* _Requirements_:
All entries are to be given again verbatim.

** START OF Data **

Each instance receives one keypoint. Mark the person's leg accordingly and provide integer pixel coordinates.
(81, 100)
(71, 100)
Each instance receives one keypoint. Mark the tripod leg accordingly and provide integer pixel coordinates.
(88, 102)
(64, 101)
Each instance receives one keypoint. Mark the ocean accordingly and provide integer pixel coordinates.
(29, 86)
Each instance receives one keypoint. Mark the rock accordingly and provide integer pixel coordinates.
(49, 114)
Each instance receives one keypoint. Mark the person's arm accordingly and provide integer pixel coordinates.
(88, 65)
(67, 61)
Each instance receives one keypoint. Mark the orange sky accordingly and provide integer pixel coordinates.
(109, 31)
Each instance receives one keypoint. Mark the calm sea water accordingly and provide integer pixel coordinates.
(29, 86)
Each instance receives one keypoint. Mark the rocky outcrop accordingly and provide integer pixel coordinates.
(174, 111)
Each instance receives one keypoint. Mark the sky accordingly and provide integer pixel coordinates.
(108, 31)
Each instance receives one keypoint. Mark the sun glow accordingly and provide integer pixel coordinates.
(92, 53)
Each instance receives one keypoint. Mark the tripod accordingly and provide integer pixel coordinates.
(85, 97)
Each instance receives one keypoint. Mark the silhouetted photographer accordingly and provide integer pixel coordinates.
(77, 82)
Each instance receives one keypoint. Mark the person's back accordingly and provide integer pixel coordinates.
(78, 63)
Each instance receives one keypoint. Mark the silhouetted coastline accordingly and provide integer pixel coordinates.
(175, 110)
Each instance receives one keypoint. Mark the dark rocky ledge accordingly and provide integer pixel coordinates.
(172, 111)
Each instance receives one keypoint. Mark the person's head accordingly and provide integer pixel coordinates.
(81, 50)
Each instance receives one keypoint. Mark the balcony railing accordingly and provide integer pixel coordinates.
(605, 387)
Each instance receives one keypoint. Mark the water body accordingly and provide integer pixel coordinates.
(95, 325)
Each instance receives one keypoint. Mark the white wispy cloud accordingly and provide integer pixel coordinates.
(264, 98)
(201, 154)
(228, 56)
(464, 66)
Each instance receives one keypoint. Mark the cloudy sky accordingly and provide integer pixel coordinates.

** END OF Data **

* _Worked answer_:
Each instance receives one keypoint. Mark the person's leg accordingly and provide integer pixel coordinates.
(81, 100)
(71, 100)
Each instance receives one keypoint. Mark the tripod leg accordingly and provide integer pixel coordinates.
(88, 102)
(64, 101)
Each instance receives one keypoint. Mark the ocean accordingly and provide integer pixel coordinates.
(29, 86)
Each instance receives one keypoint. Mark the rock accordingly and provide integer pixel coordinates.
(49, 114)
Each instance receives one keypoint. Mark the person's arm accordingly and provide integer pixel coordinates.
(88, 65)
(67, 61)
Each instance receives one keypoint. Mark the orange sky accordingly and provide integer pixel coordinates.
(109, 31)
Each instance receives one keypoint. Mark the calm sea water accordingly and provide integer pixel coordinates.
(29, 86)
Each instance receives one keypoint. Mark the rocky outcrop accordingly and provide integer pixel coordinates.
(174, 111)
Each instance receives one keypoint. Mark the sky accordingly and provide integer pixel coordinates.
(108, 31)
Each instance receives one keypoint. Mark the sun glow accordingly and provide integer pixel coordinates.
(92, 53)
Each instance receives one keypoint. Mark the tripod accordingly and provide integer pixel coordinates.
(85, 97)
Each instance receives one keypoint. Mark the silhouetted photographer accordingly and provide integer pixel coordinates.
(77, 82)
Each instance receives one keypoint. Mark the person's back accordingly and provide integer pixel coordinates.
(78, 63)
Each instance receives one keypoint. Mark the silhouetted coastline accordingly and provide integer pixel coordinates.
(175, 110)
Each instance receives one keypoint. Mark the dark rocky ledge accordingly and provide integer pixel coordinates.
(172, 111)
Each instance receives one keypoint. Mark the person's head accordingly and provide integer pixel coordinates.
(81, 50)
Each instance receives one keypoint. Mark the balcony railing accordingly and provide integer pixel coordinates.
(605, 387)
Each instance receives one keypoint. Mark the water body accordingly and provide integer pixel coordinates.
(95, 325)
Each instance receives one keypoint. Mark the white wispy cloud accordingly and provide integer pixel coordinates.
(264, 98)
(201, 154)
(228, 56)
(464, 66)
Each instance receives one keypoint. Mark the cloudy sky accordingly and provide integer pixel coordinates.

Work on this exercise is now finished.